EXERCISE BRIEF → Once you reach the line containing "Q: Point to every instance of the chimney" in the entries below, write out that line and each one after it down to the line containing "Q: Point to every instance of the rippled", exactly and with nothing added.
***** EXERCISE MATERIAL *****
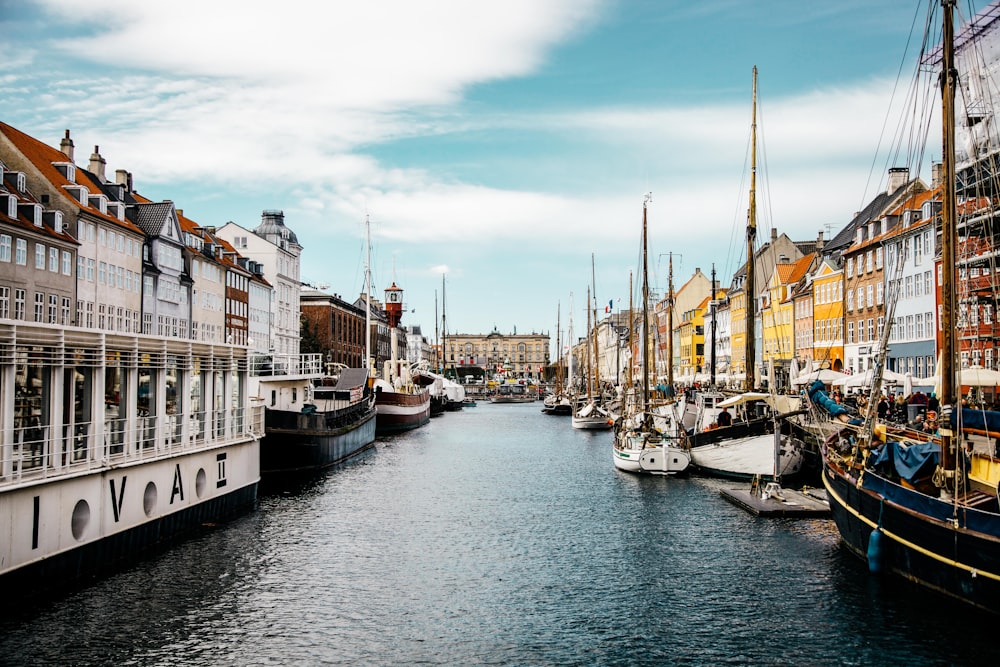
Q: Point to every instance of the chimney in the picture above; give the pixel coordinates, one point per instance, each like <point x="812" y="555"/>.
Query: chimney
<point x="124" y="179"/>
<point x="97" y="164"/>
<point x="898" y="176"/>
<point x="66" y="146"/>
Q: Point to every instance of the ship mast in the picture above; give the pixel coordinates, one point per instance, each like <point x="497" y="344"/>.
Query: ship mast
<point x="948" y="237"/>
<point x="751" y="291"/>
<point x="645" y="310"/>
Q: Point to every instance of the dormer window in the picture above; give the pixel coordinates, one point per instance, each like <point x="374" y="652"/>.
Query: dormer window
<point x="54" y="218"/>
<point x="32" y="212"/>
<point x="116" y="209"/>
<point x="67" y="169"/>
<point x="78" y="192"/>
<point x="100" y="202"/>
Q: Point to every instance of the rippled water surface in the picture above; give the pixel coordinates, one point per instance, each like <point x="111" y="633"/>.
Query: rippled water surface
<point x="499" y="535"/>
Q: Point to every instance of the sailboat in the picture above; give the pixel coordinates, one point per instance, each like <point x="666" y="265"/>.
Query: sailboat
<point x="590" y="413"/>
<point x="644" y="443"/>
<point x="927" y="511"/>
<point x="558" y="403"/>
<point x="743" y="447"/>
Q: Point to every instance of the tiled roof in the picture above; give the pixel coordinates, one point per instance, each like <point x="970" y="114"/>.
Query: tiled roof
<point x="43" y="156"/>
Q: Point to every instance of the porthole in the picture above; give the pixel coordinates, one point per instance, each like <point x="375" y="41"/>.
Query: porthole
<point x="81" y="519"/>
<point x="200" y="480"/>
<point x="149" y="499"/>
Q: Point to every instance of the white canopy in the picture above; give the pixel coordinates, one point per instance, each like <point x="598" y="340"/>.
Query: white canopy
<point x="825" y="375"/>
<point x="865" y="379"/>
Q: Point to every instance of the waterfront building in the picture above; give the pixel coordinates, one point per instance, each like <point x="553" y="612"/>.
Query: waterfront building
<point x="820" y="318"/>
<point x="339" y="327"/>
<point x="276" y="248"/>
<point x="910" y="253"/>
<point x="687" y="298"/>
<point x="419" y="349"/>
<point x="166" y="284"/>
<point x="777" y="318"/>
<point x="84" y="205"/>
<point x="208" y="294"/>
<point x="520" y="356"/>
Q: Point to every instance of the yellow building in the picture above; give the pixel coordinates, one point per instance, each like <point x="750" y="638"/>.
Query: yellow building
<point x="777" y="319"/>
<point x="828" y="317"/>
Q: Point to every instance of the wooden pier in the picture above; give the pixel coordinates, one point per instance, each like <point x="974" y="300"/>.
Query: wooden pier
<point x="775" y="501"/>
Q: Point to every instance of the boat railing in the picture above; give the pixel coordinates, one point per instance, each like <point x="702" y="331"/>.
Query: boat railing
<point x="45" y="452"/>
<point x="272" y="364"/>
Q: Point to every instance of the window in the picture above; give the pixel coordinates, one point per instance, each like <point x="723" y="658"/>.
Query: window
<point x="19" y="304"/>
*****
***** EXERCISE MATERIAL *****
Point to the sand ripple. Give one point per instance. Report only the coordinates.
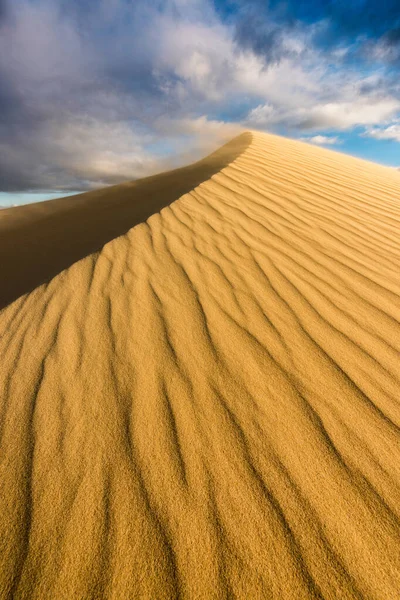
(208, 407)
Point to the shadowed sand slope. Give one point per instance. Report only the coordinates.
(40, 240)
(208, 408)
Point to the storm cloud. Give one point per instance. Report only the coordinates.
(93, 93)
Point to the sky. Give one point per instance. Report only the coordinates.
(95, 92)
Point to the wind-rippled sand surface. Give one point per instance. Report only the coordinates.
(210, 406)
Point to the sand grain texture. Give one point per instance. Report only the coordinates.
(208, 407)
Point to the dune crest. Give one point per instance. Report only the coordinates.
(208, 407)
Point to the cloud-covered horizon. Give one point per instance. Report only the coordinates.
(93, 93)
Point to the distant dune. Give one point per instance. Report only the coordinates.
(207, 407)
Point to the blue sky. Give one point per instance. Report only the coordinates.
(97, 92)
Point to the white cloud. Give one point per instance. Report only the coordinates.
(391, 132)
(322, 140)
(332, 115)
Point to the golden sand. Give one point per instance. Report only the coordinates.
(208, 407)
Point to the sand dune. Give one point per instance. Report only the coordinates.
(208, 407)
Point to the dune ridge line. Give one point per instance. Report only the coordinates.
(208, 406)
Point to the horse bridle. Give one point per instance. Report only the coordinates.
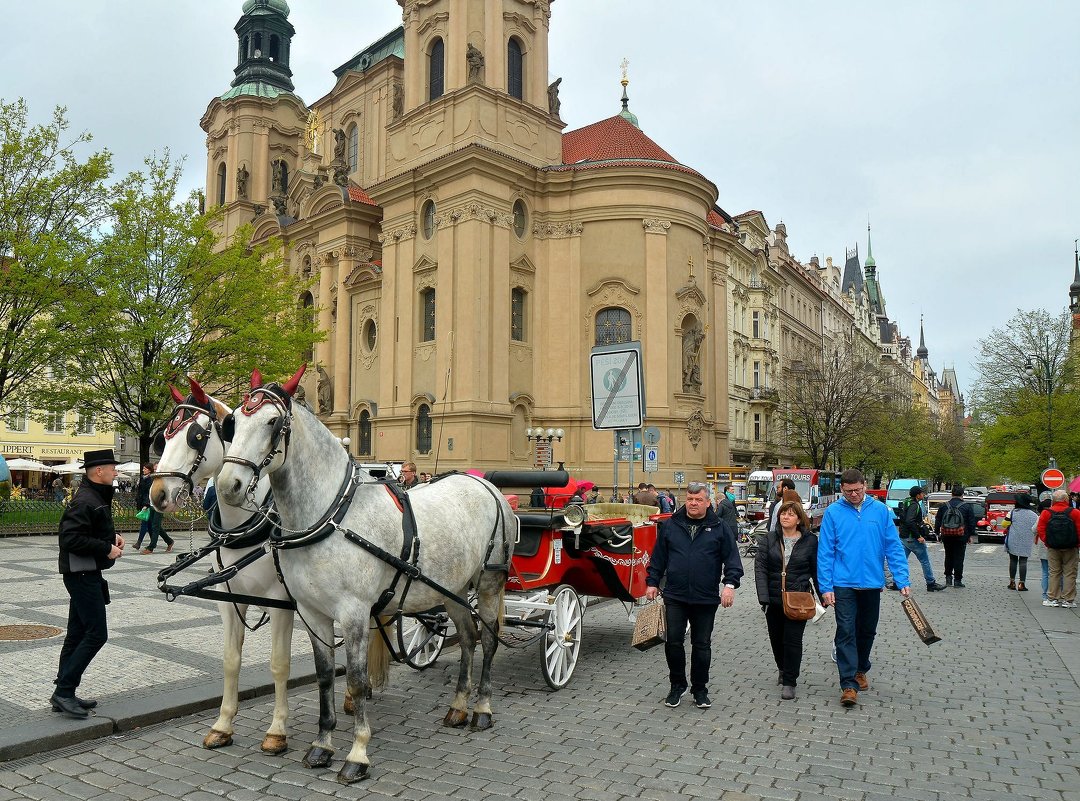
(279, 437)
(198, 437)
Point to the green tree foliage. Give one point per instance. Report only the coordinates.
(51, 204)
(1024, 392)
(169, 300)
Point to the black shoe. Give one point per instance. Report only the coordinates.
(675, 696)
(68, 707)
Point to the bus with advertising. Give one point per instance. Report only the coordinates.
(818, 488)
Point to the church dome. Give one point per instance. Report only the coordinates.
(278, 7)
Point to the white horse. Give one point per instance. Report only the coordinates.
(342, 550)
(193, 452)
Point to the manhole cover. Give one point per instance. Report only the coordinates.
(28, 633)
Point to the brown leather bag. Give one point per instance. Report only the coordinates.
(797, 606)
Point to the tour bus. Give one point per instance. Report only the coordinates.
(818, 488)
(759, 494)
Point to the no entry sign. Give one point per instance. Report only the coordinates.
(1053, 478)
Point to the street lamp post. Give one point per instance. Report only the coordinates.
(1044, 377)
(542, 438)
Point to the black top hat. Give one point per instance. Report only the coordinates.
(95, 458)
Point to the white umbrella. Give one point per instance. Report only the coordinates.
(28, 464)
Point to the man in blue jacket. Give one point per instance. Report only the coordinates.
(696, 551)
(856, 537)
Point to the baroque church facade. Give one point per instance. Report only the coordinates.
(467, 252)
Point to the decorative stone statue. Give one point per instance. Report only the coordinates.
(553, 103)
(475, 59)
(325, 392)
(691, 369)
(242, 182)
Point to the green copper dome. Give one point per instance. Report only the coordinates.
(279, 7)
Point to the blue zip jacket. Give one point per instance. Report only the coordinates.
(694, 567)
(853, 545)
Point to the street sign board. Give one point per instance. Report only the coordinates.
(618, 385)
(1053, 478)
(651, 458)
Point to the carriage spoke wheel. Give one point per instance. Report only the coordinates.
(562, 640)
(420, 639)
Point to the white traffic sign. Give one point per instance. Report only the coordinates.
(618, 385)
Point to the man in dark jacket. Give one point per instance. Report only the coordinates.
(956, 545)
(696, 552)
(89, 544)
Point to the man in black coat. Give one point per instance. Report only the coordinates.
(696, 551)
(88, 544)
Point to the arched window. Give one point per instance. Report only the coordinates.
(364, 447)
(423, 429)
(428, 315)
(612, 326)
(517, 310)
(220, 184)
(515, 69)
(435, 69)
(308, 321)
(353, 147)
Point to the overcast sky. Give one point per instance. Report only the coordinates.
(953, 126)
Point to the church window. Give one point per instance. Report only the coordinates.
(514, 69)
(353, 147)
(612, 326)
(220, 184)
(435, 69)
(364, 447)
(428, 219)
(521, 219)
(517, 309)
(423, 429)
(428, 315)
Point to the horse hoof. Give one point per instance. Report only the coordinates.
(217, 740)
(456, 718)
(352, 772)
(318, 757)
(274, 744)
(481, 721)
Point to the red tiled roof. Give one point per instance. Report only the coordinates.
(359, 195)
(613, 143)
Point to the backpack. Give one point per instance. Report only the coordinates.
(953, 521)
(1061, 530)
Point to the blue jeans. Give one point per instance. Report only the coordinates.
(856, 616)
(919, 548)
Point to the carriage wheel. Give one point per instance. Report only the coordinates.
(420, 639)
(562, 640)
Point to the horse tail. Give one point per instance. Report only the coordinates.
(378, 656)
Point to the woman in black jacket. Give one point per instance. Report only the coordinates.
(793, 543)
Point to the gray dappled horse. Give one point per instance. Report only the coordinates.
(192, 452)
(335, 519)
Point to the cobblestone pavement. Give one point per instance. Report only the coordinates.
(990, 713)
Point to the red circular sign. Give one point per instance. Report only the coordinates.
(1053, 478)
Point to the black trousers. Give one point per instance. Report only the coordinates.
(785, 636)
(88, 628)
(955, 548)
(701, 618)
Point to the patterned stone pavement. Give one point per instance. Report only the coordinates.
*****
THE COMPLETED TASK →
Q: Point to every instance of the chimney in the picture above; give the pixel coordinates, one point per instance, each like <point x="812" y="555"/>.
Query: chimney
<point x="124" y="179"/>
<point x="97" y="164"/>
<point x="898" y="176"/>
<point x="66" y="146"/>
Q: Point to every instance of the ship mast in the picture above; give the pixel coordinates, one point per instance, each like <point x="497" y="344"/>.
Query: ship mast
<point x="948" y="237"/>
<point x="751" y="291"/>
<point x="645" y="310"/>
Q: Point to every instance of the dormer window in the picture above; give the pixel coordinates, one point per instance, each like <point x="374" y="652"/>.
Query: dormer window
<point x="54" y="218"/>
<point x="32" y="212"/>
<point x="116" y="209"/>
<point x="67" y="169"/>
<point x="78" y="192"/>
<point x="100" y="202"/>
Q: Point to every instance of the rippled water surface in the picture above; give the pixel coordinates, one point per instance, each like <point x="111" y="633"/>.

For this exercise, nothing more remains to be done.